### Given exercise
Edit the records from the line that has "forest shown in this photo, matching this sample?" through the line that has "point(172, 279)", writing those lines out again with every "drop a marker" changed to "place a pin" and nothing else altered. Leave the pictures out of your answer.

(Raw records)
## Start
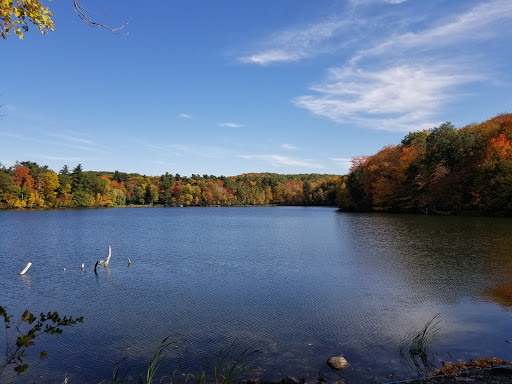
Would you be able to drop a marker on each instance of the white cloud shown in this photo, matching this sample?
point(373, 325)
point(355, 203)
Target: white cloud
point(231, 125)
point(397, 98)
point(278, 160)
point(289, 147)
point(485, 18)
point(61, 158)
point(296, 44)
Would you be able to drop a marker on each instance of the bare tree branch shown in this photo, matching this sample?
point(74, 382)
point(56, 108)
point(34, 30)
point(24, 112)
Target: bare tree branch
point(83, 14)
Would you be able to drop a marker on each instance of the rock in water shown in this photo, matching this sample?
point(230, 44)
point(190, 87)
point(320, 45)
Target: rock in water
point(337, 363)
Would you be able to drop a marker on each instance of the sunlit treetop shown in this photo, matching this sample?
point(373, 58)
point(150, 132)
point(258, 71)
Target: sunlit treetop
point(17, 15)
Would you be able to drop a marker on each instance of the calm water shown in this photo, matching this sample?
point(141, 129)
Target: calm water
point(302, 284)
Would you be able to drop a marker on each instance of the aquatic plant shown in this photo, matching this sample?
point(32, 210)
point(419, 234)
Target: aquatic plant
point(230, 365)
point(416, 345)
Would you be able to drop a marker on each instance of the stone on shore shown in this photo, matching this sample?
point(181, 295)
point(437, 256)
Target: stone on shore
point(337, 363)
## End
## Start
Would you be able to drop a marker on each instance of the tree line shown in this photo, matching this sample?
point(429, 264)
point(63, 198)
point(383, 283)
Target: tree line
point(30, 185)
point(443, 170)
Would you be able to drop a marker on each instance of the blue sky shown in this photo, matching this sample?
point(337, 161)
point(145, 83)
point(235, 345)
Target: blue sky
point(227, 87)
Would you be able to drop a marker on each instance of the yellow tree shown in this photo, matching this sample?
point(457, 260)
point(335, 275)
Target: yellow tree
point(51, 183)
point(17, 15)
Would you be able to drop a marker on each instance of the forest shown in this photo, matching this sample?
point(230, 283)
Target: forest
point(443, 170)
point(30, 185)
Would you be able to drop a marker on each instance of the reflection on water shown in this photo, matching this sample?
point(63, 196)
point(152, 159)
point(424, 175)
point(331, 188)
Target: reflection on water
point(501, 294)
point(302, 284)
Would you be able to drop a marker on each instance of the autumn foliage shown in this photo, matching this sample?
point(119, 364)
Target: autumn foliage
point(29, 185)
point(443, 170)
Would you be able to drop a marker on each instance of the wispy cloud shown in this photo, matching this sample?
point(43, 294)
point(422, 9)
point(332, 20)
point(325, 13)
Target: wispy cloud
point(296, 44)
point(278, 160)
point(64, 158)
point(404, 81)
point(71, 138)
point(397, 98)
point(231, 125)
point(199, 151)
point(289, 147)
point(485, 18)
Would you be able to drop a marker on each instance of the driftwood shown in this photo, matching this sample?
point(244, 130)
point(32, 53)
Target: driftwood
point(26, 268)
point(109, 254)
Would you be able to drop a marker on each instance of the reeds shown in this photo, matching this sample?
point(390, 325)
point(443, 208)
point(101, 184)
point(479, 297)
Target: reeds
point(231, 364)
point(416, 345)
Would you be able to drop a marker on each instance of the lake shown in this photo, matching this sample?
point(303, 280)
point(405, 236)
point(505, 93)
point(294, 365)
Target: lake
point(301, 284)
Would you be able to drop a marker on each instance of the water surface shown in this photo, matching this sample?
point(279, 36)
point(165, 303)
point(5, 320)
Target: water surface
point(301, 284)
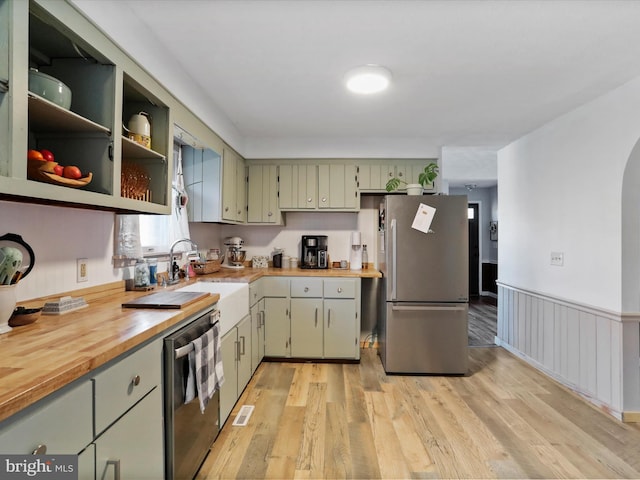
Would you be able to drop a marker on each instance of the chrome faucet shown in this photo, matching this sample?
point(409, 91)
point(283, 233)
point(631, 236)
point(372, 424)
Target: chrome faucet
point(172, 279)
## End
### Solution to the problem
Would you be able to place a pin on each instance of the forest shown in this photo, matching this sample?
point(230, 283)
Target: forest
point(443, 170)
point(30, 185)
Would you be able to place a pin on each instance of the reflection on water shown in this photo, matching this sample?
point(63, 196)
point(152, 159)
point(424, 175)
point(331, 188)
Target: reflection on water
point(501, 294)
point(302, 284)
Would you be able to place a pin on each instance of the autumn foliage shown in this photo, matching this sample?
point(119, 364)
Target: autumn foliage
point(29, 185)
point(443, 170)
Would you be able to place a pin on each instance of the wispy cloud shown in this photo, matching this sample?
point(43, 294)
point(422, 9)
point(332, 20)
point(325, 13)
Target: wispy cloud
point(296, 44)
point(278, 160)
point(64, 158)
point(404, 81)
point(71, 138)
point(397, 98)
point(231, 125)
point(199, 151)
point(289, 147)
point(485, 18)
Would you be able to place a pin on each instance of the driftwood shown in this photo, matching this sample?
point(244, 130)
point(32, 53)
Target: driftwood
point(26, 268)
point(109, 254)
Would you be able to place a pin on each instance of the reeds shown in this photo, matching this sample?
point(390, 325)
point(443, 208)
point(101, 184)
point(479, 297)
Target: reeds
point(231, 364)
point(416, 345)
Would you be able to place a pin on each instance of the lake shown in this photo, matching this sample?
point(303, 280)
point(405, 236)
point(505, 93)
point(294, 365)
Target: lake
point(301, 284)
Would you be able to place a pin on each instance of the water surface shown in this photo, matching this sample?
point(279, 36)
point(165, 303)
point(5, 320)
Target: water surface
point(301, 284)
Would you be able to place a pin on each instance of the chrome faucet shown in this photo, matching this sample?
point(409, 91)
point(283, 233)
point(631, 236)
point(372, 424)
Target: chrome faucet
point(172, 279)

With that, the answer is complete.